[Given entries]
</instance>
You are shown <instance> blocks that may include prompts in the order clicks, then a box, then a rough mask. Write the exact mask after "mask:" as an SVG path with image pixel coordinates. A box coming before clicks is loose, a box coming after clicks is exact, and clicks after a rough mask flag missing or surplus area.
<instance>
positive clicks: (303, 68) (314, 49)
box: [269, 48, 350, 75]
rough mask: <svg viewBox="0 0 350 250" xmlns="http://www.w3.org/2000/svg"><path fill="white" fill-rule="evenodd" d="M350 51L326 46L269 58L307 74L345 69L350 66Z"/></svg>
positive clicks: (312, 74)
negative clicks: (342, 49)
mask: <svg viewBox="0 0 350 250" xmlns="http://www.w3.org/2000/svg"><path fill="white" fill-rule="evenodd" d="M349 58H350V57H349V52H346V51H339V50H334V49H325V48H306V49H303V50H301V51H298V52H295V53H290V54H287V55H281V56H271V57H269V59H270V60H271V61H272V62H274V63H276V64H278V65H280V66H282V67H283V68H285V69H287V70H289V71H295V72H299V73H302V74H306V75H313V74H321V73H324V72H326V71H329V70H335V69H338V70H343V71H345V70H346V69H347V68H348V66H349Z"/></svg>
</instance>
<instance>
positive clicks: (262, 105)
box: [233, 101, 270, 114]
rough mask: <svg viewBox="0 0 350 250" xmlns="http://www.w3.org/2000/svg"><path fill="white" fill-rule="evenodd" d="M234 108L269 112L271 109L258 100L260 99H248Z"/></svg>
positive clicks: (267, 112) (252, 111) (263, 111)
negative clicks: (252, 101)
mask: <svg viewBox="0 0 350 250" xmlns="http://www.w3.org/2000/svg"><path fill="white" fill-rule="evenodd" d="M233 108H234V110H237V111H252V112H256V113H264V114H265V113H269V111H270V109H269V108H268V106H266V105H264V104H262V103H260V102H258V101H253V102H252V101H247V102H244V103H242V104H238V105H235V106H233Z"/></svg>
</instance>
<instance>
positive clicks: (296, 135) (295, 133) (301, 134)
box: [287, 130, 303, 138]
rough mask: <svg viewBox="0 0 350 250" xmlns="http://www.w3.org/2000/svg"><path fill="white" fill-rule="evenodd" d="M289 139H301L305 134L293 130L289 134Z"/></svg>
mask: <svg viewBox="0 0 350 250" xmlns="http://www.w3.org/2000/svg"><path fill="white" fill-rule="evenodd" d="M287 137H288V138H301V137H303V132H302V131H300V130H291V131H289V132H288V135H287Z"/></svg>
[/Given entries]
**Task brief**
Can you write out all of the entries above word for word, changing nothing?

**Written response**
</instance>
You are shown <instance> blocks that may include prompts in the order clicks, then a box, then a rough mask. Write the exact mask after "mask:" as an SVG path with image pixel coordinates. A box coming before clicks is loose, a box coming after clicks is exact, and clicks after a rough mask flag missing or surplus area.
<instance>
positive clicks: (303, 68) (314, 49)
box: [269, 48, 350, 75]
rough mask: <svg viewBox="0 0 350 250" xmlns="http://www.w3.org/2000/svg"><path fill="white" fill-rule="evenodd" d="M350 51L326 46L269 58L307 74L345 69L350 66Z"/></svg>
positive clicks: (312, 74)
negative clicks: (342, 49)
mask: <svg viewBox="0 0 350 250" xmlns="http://www.w3.org/2000/svg"><path fill="white" fill-rule="evenodd" d="M349 58H350V57H349V52H346V51H339V50H334V49H325V48H306V49H303V50H301V51H298V52H295V53H290V54H287V55H281V56H271V57H269V59H270V60H271V61H272V62H274V63H276V64H278V65H280V66H282V67H283V68H285V69H287V70H289V71H295V72H299V73H302V74H306V75H313V74H321V73H324V72H326V71H329V70H335V69H338V70H343V71H345V70H346V69H347V68H348V66H349Z"/></svg>
</instance>
<instance>
positive clicks: (262, 105)
box: [233, 101, 270, 114]
rough mask: <svg viewBox="0 0 350 250" xmlns="http://www.w3.org/2000/svg"><path fill="white" fill-rule="evenodd" d="M234 108L269 112L271 109L258 100L260 99H248Z"/></svg>
positive clicks: (267, 112) (252, 111) (263, 111)
negative clicks: (252, 101)
mask: <svg viewBox="0 0 350 250" xmlns="http://www.w3.org/2000/svg"><path fill="white" fill-rule="evenodd" d="M233 108H234V110H237V111H252V112H256V113H264V114H265V113H269V111H270V109H269V108H268V106H266V105H264V104H262V103H260V102H258V101H253V102H252V101H247V102H244V103H242V104H238V105H235V106H233Z"/></svg>
</instance>
<instance>
positive clicks: (296, 135) (295, 133) (301, 134)
box: [287, 130, 303, 138]
rough mask: <svg viewBox="0 0 350 250" xmlns="http://www.w3.org/2000/svg"><path fill="white" fill-rule="evenodd" d="M289 139H301L305 134L293 130L289 134Z"/></svg>
mask: <svg viewBox="0 0 350 250" xmlns="http://www.w3.org/2000/svg"><path fill="white" fill-rule="evenodd" d="M287 137H288V138H301V137H303V132H302V131H300V130H291V131H289V132H288V135H287Z"/></svg>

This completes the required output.